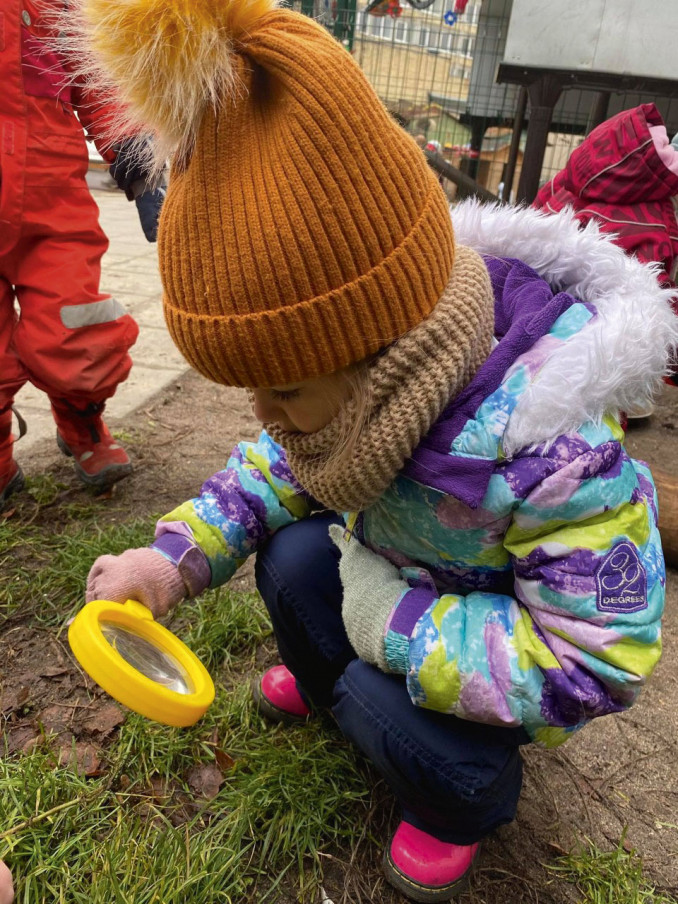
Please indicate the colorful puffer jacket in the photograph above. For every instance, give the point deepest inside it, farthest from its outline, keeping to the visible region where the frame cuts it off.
(533, 576)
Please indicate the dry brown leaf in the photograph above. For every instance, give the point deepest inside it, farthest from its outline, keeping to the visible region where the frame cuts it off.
(205, 779)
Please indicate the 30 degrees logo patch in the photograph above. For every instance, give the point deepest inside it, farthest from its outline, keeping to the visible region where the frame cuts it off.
(621, 582)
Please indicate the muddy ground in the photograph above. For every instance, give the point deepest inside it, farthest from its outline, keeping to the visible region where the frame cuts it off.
(619, 773)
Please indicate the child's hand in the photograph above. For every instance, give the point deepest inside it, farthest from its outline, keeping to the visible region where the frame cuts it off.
(6, 887)
(138, 574)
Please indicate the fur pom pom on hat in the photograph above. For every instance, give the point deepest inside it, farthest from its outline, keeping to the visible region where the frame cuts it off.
(303, 229)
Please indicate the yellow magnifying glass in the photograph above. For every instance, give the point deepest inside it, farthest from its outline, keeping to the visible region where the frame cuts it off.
(140, 663)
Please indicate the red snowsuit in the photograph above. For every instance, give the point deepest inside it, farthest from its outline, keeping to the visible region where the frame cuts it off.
(70, 340)
(617, 176)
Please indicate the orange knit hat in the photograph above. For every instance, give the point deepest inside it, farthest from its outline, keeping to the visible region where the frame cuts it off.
(303, 229)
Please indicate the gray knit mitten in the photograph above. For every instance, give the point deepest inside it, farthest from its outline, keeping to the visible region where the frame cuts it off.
(372, 587)
(137, 574)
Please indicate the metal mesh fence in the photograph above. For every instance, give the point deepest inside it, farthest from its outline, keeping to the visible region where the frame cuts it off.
(435, 69)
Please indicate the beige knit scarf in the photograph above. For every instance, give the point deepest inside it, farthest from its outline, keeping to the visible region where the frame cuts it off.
(408, 388)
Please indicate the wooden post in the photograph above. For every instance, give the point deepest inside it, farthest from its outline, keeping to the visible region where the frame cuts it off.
(543, 94)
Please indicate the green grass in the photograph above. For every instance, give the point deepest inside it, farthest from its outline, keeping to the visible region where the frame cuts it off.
(138, 833)
(609, 877)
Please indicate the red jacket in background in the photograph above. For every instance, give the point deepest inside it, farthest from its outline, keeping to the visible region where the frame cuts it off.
(71, 340)
(617, 176)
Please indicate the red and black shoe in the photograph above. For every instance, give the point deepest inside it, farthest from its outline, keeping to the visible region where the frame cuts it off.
(100, 461)
(425, 869)
(278, 699)
(11, 476)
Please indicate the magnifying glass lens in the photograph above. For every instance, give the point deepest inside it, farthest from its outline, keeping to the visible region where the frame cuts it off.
(151, 661)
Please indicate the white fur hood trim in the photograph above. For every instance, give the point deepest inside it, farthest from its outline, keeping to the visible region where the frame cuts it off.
(613, 364)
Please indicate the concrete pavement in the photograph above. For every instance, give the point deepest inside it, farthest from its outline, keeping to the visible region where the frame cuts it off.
(130, 273)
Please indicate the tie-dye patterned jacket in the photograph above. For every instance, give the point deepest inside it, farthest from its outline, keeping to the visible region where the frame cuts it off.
(531, 565)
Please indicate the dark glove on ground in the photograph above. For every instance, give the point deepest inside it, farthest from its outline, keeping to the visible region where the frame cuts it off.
(149, 205)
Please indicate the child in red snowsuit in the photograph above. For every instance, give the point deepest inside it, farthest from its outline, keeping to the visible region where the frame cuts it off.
(69, 340)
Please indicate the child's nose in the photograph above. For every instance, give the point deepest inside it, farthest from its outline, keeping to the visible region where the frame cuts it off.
(264, 407)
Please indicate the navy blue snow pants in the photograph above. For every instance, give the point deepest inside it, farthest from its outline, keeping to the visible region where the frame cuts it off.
(457, 780)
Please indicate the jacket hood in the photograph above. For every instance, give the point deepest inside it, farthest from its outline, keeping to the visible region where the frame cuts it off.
(617, 360)
(618, 163)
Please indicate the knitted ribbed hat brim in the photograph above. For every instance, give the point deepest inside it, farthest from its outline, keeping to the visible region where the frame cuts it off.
(262, 348)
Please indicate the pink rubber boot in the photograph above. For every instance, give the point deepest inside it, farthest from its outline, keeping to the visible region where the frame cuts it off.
(426, 869)
(277, 697)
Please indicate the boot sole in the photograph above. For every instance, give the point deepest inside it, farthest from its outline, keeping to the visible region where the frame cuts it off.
(424, 894)
(272, 712)
(105, 478)
(16, 484)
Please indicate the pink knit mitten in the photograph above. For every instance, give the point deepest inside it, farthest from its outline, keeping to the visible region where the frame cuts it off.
(137, 574)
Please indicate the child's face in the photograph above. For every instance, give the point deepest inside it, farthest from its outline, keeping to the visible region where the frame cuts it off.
(302, 407)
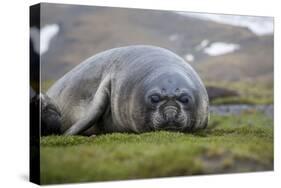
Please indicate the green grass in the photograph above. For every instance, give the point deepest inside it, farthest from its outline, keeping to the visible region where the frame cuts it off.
(230, 144)
(250, 92)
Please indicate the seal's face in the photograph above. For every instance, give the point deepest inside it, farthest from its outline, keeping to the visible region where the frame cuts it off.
(171, 104)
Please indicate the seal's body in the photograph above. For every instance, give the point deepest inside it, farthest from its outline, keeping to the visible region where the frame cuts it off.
(130, 89)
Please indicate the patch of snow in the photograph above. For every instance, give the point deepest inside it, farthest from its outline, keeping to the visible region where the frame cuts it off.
(257, 24)
(189, 57)
(204, 43)
(173, 37)
(220, 48)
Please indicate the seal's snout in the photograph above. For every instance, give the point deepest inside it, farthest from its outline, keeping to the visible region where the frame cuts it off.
(170, 114)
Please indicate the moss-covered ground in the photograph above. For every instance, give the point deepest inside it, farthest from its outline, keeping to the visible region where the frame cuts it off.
(230, 144)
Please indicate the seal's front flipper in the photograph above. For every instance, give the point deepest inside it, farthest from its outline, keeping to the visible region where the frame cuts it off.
(50, 116)
(98, 107)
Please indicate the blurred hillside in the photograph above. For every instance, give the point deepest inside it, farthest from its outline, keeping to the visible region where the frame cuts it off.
(86, 30)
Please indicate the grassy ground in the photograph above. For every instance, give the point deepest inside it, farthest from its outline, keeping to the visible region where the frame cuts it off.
(230, 144)
(250, 92)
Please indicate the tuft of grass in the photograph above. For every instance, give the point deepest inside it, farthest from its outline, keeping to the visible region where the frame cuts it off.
(230, 144)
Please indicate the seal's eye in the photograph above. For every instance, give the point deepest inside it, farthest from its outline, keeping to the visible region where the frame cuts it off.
(184, 99)
(155, 98)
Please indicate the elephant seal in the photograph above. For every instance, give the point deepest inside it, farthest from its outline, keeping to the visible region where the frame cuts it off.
(130, 89)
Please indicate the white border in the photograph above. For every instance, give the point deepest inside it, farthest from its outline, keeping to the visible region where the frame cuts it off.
(15, 91)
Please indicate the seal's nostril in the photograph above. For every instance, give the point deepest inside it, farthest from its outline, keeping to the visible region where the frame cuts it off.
(170, 114)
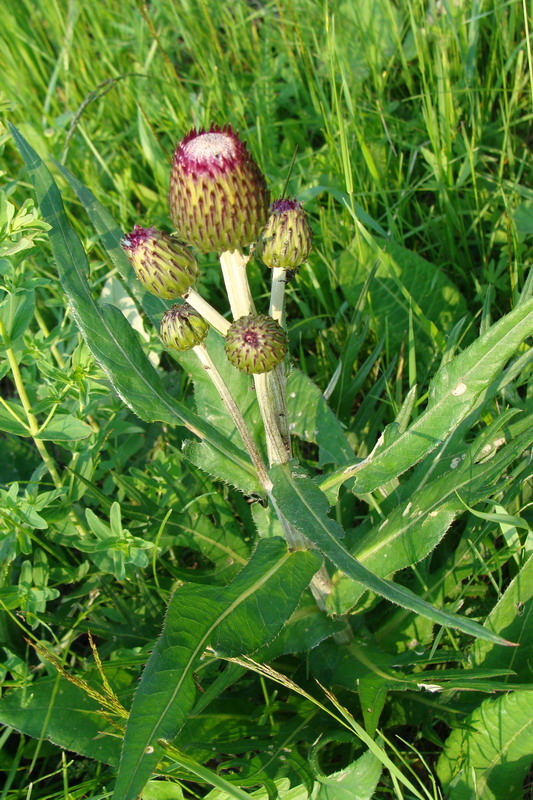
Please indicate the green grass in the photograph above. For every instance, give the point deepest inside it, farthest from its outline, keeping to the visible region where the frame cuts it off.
(410, 123)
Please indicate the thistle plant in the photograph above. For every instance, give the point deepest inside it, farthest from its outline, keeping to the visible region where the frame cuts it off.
(219, 203)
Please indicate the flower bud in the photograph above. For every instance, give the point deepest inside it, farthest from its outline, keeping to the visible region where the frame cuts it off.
(287, 238)
(164, 265)
(218, 196)
(182, 327)
(255, 344)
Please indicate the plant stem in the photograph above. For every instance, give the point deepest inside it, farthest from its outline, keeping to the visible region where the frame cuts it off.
(270, 389)
(277, 295)
(277, 377)
(210, 314)
(33, 425)
(227, 398)
(234, 271)
(278, 450)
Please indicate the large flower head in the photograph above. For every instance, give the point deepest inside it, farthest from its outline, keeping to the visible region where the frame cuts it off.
(218, 197)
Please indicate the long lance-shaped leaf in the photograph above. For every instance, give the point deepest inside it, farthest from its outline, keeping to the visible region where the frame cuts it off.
(305, 507)
(114, 344)
(235, 619)
(453, 393)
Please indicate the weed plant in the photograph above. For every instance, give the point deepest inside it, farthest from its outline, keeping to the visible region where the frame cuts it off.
(157, 635)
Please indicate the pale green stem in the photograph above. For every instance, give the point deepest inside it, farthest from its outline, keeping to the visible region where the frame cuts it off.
(33, 425)
(234, 272)
(206, 310)
(228, 400)
(277, 295)
(271, 399)
(277, 378)
(240, 298)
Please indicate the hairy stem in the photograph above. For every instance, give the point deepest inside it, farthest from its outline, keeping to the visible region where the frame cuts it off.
(210, 314)
(227, 398)
(33, 425)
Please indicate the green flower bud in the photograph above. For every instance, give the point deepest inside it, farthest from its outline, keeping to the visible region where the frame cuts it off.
(164, 265)
(218, 196)
(287, 238)
(255, 344)
(182, 327)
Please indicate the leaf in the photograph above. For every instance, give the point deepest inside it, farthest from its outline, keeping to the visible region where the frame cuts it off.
(305, 506)
(357, 781)
(235, 619)
(490, 756)
(511, 616)
(55, 709)
(412, 529)
(220, 466)
(452, 395)
(65, 428)
(112, 341)
(311, 419)
(16, 313)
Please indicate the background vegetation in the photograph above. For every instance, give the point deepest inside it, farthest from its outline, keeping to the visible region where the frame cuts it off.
(411, 122)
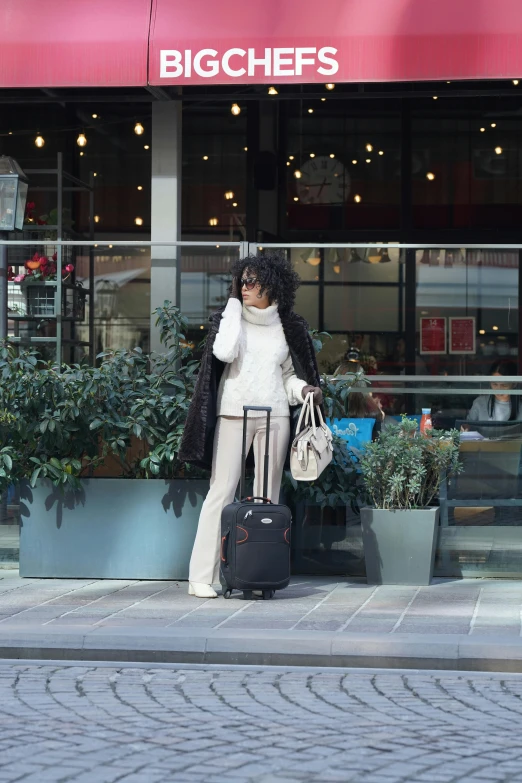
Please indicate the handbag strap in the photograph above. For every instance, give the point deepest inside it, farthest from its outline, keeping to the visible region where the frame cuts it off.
(304, 409)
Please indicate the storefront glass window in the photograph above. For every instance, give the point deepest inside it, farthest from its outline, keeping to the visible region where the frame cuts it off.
(343, 167)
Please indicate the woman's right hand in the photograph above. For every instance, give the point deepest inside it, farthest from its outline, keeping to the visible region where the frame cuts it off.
(234, 290)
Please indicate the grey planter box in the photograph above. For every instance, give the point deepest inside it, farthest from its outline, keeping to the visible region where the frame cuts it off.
(110, 529)
(399, 546)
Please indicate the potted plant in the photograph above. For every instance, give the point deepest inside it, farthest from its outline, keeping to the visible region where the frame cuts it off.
(94, 453)
(402, 473)
(38, 272)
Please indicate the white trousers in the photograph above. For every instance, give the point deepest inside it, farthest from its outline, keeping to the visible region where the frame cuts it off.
(226, 472)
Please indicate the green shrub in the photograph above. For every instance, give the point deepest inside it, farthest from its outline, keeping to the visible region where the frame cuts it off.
(403, 470)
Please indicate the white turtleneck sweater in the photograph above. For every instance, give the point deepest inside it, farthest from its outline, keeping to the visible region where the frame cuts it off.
(252, 343)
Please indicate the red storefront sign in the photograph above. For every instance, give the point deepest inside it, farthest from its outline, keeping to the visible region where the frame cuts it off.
(433, 335)
(303, 41)
(74, 43)
(462, 335)
(103, 43)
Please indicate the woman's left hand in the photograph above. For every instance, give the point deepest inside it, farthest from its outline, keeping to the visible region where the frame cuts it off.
(316, 391)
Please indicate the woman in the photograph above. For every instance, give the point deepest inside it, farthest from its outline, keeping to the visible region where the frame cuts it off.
(258, 352)
(498, 406)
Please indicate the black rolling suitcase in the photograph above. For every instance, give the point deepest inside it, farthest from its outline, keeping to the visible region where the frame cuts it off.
(255, 537)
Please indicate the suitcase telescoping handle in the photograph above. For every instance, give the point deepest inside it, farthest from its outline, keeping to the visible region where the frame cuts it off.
(268, 411)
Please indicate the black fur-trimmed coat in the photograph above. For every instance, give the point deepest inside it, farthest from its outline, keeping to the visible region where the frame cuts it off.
(198, 436)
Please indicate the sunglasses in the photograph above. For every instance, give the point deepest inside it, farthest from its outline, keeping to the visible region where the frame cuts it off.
(248, 282)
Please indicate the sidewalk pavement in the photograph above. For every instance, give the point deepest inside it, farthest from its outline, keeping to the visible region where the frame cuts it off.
(468, 624)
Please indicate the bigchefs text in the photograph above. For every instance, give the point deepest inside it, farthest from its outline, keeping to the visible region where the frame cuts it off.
(235, 63)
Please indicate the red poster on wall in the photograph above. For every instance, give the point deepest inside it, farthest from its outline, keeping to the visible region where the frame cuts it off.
(462, 335)
(433, 335)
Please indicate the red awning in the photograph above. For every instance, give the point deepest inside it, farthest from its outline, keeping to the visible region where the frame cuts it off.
(74, 43)
(317, 41)
(105, 43)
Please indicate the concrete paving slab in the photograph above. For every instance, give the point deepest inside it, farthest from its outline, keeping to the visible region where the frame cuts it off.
(336, 621)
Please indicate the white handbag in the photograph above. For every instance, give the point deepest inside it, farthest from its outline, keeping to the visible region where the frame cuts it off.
(312, 448)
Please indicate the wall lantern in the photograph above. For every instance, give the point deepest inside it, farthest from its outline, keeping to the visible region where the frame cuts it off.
(13, 194)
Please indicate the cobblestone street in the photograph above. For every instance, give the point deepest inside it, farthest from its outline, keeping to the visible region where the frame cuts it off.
(103, 724)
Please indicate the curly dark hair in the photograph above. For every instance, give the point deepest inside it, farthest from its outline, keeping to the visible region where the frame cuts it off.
(275, 273)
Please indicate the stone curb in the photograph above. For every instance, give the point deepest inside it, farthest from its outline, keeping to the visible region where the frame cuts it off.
(262, 648)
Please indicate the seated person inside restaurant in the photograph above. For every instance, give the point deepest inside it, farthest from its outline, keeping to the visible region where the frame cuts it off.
(498, 406)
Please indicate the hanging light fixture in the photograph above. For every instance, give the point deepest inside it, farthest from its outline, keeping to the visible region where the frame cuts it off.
(311, 257)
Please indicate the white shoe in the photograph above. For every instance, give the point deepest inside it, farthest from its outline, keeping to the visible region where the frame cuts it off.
(201, 590)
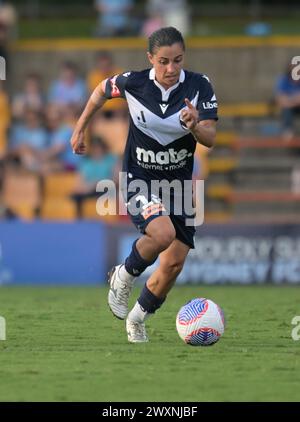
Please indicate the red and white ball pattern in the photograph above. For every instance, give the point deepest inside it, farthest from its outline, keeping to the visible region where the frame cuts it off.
(200, 322)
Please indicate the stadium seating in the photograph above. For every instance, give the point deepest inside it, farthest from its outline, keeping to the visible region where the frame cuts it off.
(58, 209)
(59, 185)
(21, 193)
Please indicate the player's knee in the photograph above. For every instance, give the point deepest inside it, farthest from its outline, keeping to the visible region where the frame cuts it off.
(164, 238)
(172, 268)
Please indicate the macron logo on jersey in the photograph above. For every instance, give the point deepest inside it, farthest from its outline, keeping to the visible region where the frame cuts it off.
(115, 92)
(163, 107)
(209, 104)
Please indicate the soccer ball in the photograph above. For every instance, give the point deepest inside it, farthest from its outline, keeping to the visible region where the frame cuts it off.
(200, 322)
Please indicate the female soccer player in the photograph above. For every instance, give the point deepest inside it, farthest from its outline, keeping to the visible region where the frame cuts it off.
(171, 109)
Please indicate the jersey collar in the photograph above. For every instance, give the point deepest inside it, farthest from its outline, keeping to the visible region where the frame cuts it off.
(166, 92)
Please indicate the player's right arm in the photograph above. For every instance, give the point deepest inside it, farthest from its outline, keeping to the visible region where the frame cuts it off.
(95, 102)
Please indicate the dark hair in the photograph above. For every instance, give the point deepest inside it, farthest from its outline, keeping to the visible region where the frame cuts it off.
(165, 36)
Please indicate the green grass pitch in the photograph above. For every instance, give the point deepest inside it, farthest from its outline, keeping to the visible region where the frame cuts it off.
(63, 344)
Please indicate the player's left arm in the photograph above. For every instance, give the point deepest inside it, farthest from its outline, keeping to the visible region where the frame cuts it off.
(204, 131)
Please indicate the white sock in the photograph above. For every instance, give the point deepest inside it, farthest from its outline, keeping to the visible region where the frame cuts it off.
(125, 276)
(138, 314)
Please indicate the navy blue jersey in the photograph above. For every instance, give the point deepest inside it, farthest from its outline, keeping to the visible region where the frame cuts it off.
(159, 146)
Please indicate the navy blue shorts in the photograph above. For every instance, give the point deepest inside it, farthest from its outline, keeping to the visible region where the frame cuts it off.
(144, 206)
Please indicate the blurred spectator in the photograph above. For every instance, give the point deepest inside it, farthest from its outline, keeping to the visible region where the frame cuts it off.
(114, 17)
(8, 19)
(69, 89)
(172, 13)
(4, 120)
(31, 97)
(153, 22)
(28, 141)
(98, 165)
(104, 68)
(59, 155)
(288, 100)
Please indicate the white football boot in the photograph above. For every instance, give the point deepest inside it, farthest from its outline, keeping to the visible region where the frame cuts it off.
(136, 332)
(119, 293)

====

Exercise details
From the line containing "Please indicate the dark hair" to the last line of the material, please quote every line exactly and only those.

Task response
Please indicate the dark hair in the photograph above. For every instance, give the point deepest inside it, farthest from its outline, keeping to the visible region where the frame cuts it off.
(165, 36)
Please indicate the green grass pitch in the photograph above. For every instance, give the point deepest inside it, farthest from its outline, keeping to the visible region where the frame cuts it off.
(63, 344)
Please indicate the player's left arm in the photograph above. For every instance, give the point deepest inside it, farthest from its outline, keeping to the visible region where the frame cuts it off.
(204, 131)
Please indicate the white sock in the photograph above. For every instance, give the point deepest inside it, farthest from its outline, keeping to the visible region where the frame cuts it off.
(125, 276)
(138, 314)
Please indicate the navy blue jersey in the photograph above. For every instance, give the point deepest inside it, farthest from its outline, keeping to the visible region where the frame cuts it off.
(159, 146)
Please indicate the navy blue shorts in the photograph above. For every instance, give the point deepest inside it, farthest from its outline, keeping to the visible region where the frame cuts it off.
(144, 206)
Please indicate the blurred spectator in the photograph above. For every instance, give the point deepest inside it, farthest from its outline, keeping to the visible region where the frame cuts it off.
(114, 17)
(8, 19)
(69, 89)
(172, 13)
(4, 120)
(31, 97)
(153, 22)
(28, 141)
(98, 165)
(104, 68)
(59, 155)
(288, 100)
Please indicate the white football boot in the photograph above. For every instance, give the point deepest inside it, farthest from its outline, keeping to the visible region where the frame cuts it off.
(136, 332)
(119, 293)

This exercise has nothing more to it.